A sua volta però la vendita è subordinata alla firma dell’accordo transattivo. Se vi gira la testa non vi preoccupate: neppure la Corte dei conti ha capito il concetto di due contratti separati che sono, reciprocamente, uno condizione di validità dell’altro. I magistrati contabili hanno chiesto spiegazioni e le hanno avute in una forma che D’Alfonso giudica un raggiro ai sensi dell’articolo 640 del codice penale.

È difficile capire il senso giuridico del pasticcio che è stato concepito. Il governo apre una procedura amministrativa per grave inadempimento che prevede come sanzione la revoca della concessione e poi innesta dentro la procedura amministrativa (che poteva chiudersi solo con la revoca, oppure con la presa d’atto che il grave inadempimento non c’era stato) una transazione privatistica, come se si trattasse di una causa civile, oltretutto con un soggetto estraneo alla procedura, la finanziaria Atlantia.

C’è da stropicciarsi gli occhi: una procedura amministrativa per grave inadempimento (43 morti) che prevede come sanzione la revoca della concessione si è risolta con la decisione della holding proprietaria della concessionaria “sotto processo” (Aspi) di accettare, come sanzione, il prezzo che lo stato le offriva per la concessionaria stessa. Mentre noi ci stropicciamo gli occhi qualcuno ha stropicciato leggi e codici.

Serve guardare i dettagli. Lo stato firma un accordo transattivo in cui dice in sostanza: fermo restando che se non va in porto questa transazione mi tocca fare la revoca che qui dichiaro solennemente che per me sarebbe un disastro, preciso che questa transazione medesima è valida solo se va in porto la vendita di Aspi a Cdp e soci, quindi Atlantia sappia che, se si impunta sul prezzo e non mi firma la vendita, io dovrò procedere con la revoca e sarò rovinato. Con queste premesse, indovinate chi ha deciso il prezzo di Aspi? Avete indovinato, il venditore, cioè Atlantia dei Benetton.
-=-=-=-=-
PROBLEMI DA RISOLVERE —
1. Chi ha deciso il prezzo di Aspi, secondo il brano su Aspi?
2. Riprendi, per favore, il brano su Aspi a partire dalla sua ultima frase.
-=-=-=-=-
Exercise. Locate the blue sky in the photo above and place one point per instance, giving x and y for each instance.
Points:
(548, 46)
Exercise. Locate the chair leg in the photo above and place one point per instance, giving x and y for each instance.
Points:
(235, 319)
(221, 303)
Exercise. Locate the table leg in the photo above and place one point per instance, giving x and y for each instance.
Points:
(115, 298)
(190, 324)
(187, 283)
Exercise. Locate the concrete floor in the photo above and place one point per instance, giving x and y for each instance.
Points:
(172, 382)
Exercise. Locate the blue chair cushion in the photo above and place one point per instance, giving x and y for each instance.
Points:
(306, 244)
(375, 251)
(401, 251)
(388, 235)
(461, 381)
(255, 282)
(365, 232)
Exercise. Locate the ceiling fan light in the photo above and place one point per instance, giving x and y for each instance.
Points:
-=-=-=-=-
PROBLEMI RISOLTI —
1. Il venditore, cioè Atlantia dei Benetton.

2.
Già, ma perché Blackstone e Macquarie devono accettare di pagare un prezzo (9,3 miliardi per l’intera società) che un anno prima avevano dichiarato esoso offrendo solo 7 miliardi? La spiegazione è semplice: nel frattempo è stato approvato il nuovo Pef che ha garantito ad Aspi fino al 2038 tariffe stellari e una dinamica degli investimenti e delle manutenzioni analoga a quella della gestione Benetton. Insomma, Cdp (lo stato) e i suoi soci scelti a gusto del management hanno accettato di strapagare Aspi grazie alla garanzia che resterà un bancomat, una vacca da mungere, dove gli automobilisti faranno la parte della vacca e i fondi Blackstone e Macquarie faranno i mungitori con la nobile Cassa depositi e prestiti (fondata nel 1850 dal presidente del Consiglio del Regno di Sardegna Massimo D’Azeglio) che chissà perché ha deciso di fare il palo.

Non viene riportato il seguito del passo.